■ DIRECTION 1 ■
In the onnx2tf issue thread, which TensorFlow version number is listed?
■ DIRECTION 2 ■
Please extend the onnx2tf issue thread, picking up after its final sentence.

━━ SUPPLIED PASSAGE

PINTO0309 / onnx2tf

Self-Created Tools to convert ONNX files (NCHW) to TensorFlow/TFLite/Keras format (NHWC). The purpose of this tool is to solve the massive Transpose extrapolation problem in onnx-tensorflow (onnx-tf). I don't need a Star, but give me a pull request.
MIT License
662 stars 65 forks source link

Wrong shape on a specific node into TFLITE 32 model generated #638

Closed PetiteFleurPF closed 3 months ago

PetiteFleurPF commented 3 months ago

Issue Type

Others

OS

Linux

onnx2tf version number

1.21.0

onnx version number

1.15.0

onnxruntime version number

1.17.1

onnxsim (onnx_simplifier) version number

0.4.33

tensorflow version number

2.16.1

Download URL for ONNX

model.onnx.zip

Parameter Replacement JSON

{}

Description

  1. Purpose - Product development: The impact of the resolution of this bug will increase the speed of the models.
  2. What: At node 282 into TFLITE 32 converted model (observable number during the model conversation), a bug appears preventing the prediction from being obtained during the inference process. This problem can be summed up as a shape problem: ‘Given shapes, [100, 4] and [99, 1], are not broadcastable. Node number 276 (ADD) failed to prepare.’

INFO: 283 / 301 INFO: onnx_op_type: Gather onnx_op_name: /Gather_8 INFO: input_name.1: /GatherND_1_output_0 shape: ['unk211', 4] dtype: float32 INFO: input_name.2: /TopK_output_1 shape: ['unk327'] dtype: int64 INFO: output_name.1: /Gather_8_output_0 shape: ['unk327', 4] dtype: float32 INFO: tf_op_type: gather_v2 INFO: input.1.params: name: tf.compat.v1.gather_nd_1/GatherNd:0 shape: (None, 4) dtype: <dtype: 'float32'> INFO: input.2.indices: name: tf.operators__.add_30/AddV2:0 shape: (None,) dtype: <dtype: 'int64'> INFO: input.3.axis: val: 0 INFO: output.1.output: name: tf.compat.v1.gather_3/GatherV2:0 shape: (None, 4) dtype: <dtype: 'float32'>

  1. How: I inspected the model to identify the precise step. I used the onnx2tf tool to identify the match and unmatch’ - I was then able to see that there was a slight difference in accuracy in one of the two inputs. However, this difference disappears when using the -cotoa 1e-1 option. The other input will have skipped values which are removed by a simple change in the code to accept dimensions equivalent to 1. I noticed that all the reshaping steps were unmatched before the option.

━━━━
━━ LISTED RECORDS

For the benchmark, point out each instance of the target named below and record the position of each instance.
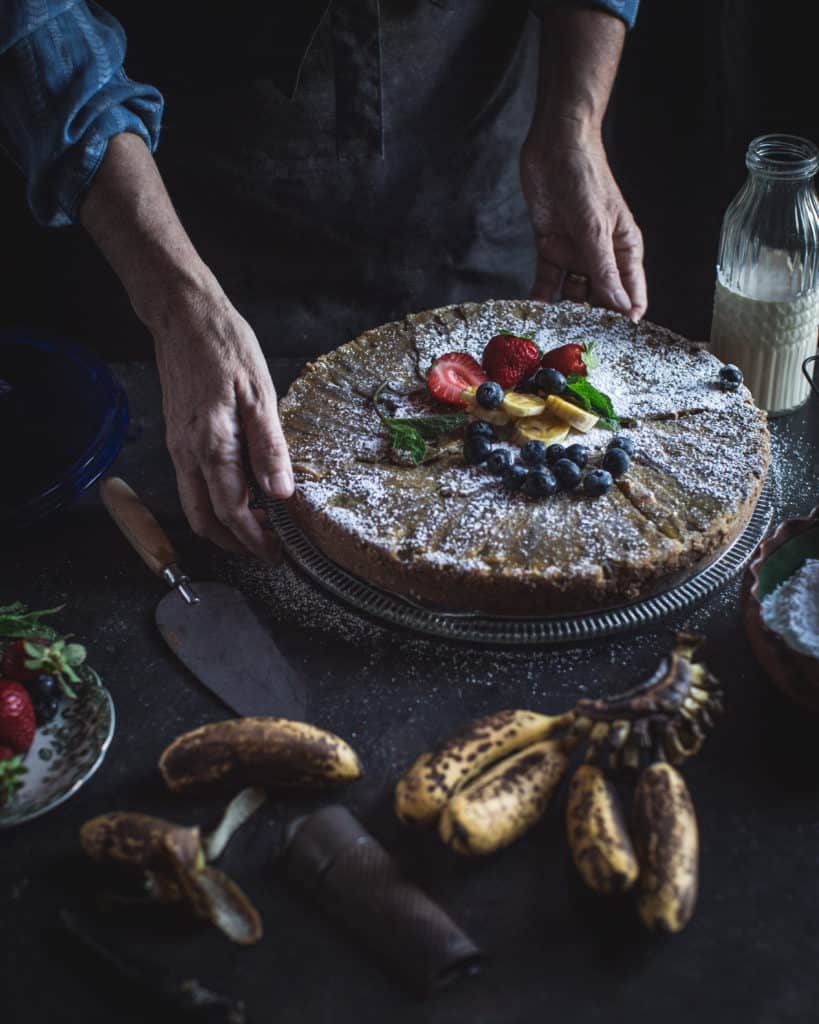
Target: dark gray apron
(342, 164)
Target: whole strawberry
(510, 358)
(14, 657)
(25, 660)
(11, 772)
(16, 717)
(573, 359)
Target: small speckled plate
(777, 558)
(66, 753)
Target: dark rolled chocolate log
(353, 879)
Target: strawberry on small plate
(42, 765)
(453, 373)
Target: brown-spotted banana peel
(425, 787)
(667, 715)
(258, 751)
(172, 861)
(505, 802)
(664, 832)
(597, 833)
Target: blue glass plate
(63, 417)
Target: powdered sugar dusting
(791, 610)
(700, 453)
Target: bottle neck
(783, 159)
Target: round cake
(449, 535)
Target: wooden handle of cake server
(137, 523)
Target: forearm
(129, 215)
(580, 50)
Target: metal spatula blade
(222, 642)
(210, 626)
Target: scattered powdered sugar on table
(791, 610)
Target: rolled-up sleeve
(624, 9)
(63, 93)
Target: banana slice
(570, 414)
(520, 406)
(542, 428)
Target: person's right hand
(217, 394)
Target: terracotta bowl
(777, 558)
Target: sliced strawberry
(511, 358)
(16, 716)
(450, 374)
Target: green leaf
(16, 621)
(411, 433)
(432, 427)
(406, 438)
(584, 393)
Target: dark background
(697, 82)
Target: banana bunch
(486, 785)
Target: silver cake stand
(476, 628)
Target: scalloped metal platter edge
(474, 628)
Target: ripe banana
(541, 428)
(664, 832)
(570, 414)
(263, 751)
(519, 406)
(424, 790)
(172, 862)
(598, 838)
(505, 802)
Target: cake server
(208, 625)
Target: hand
(216, 392)
(583, 225)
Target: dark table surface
(556, 951)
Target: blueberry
(578, 454)
(616, 461)
(730, 377)
(597, 482)
(513, 477)
(480, 428)
(567, 473)
(533, 453)
(44, 685)
(489, 394)
(45, 709)
(540, 483)
(476, 450)
(550, 381)
(500, 460)
(622, 442)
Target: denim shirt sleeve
(624, 9)
(62, 94)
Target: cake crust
(448, 536)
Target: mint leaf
(16, 621)
(584, 393)
(432, 427)
(406, 438)
(411, 433)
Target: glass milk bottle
(766, 304)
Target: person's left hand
(586, 237)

━━━━

■ RIGHT ANSWER 1 ■
2.16.1

■ RIGHT ANSWER 2 ■
  2. Why: Because I really need to improve the inference time.
PetiteFleurPF commented 3 months ago

image current schema of the model FLOAT32 which generates the error. image (node 276 - FLOAT32 - Add - on the down of the second picture: It makes sense for the error to appear because we can see that we're trying to add two matrices of different dimensions. (1x4) and (1x1)) image (A large scale of the equivalent of ONNX version)

PetiteFleurPF commented 3 months ago

Log of ONNX conversion image

PetiteFleurPF commented 3 months ago

Log of validation image (the first line is the gather component which can be helpfull to localize the bug)

PINTO0309 commented 3 months ago

I will not investigate unless you share the ONNX files with me.

It's usually because of the garbage-like post-processing.

PetiteFleurPF commented 3 months ago

@PINTO0309 Hi PINTO0309 - I updated my description with a link to download my model :)

PINTO0309 commented 3 months ago

Post-processing is too redundant. There are no shapes that can be estimated by the tool after NonZero. Models in which the number of output elements varies with the content of the input data cannot be accurately transformed by onnx2tf. This is not a bug.

image

image

Cut out the model above the red line.

image

image

PetiteFleurPF commented 3 months ago

Theoretically I can't modify my model, so if I understand correctly the solution is not to modify your code but my model? Thank you in advance for your time.

PINTO0309 commented 3 months ago

if I understand correctly the solution is not to modify your code but my model?

Yes. Aside from the fact that it can and cannot be converted, the model is too redundant and inefficient. In particular, all models generated without modification of Detectron / Detectron2 and others will generate this kind of redundant post-processing.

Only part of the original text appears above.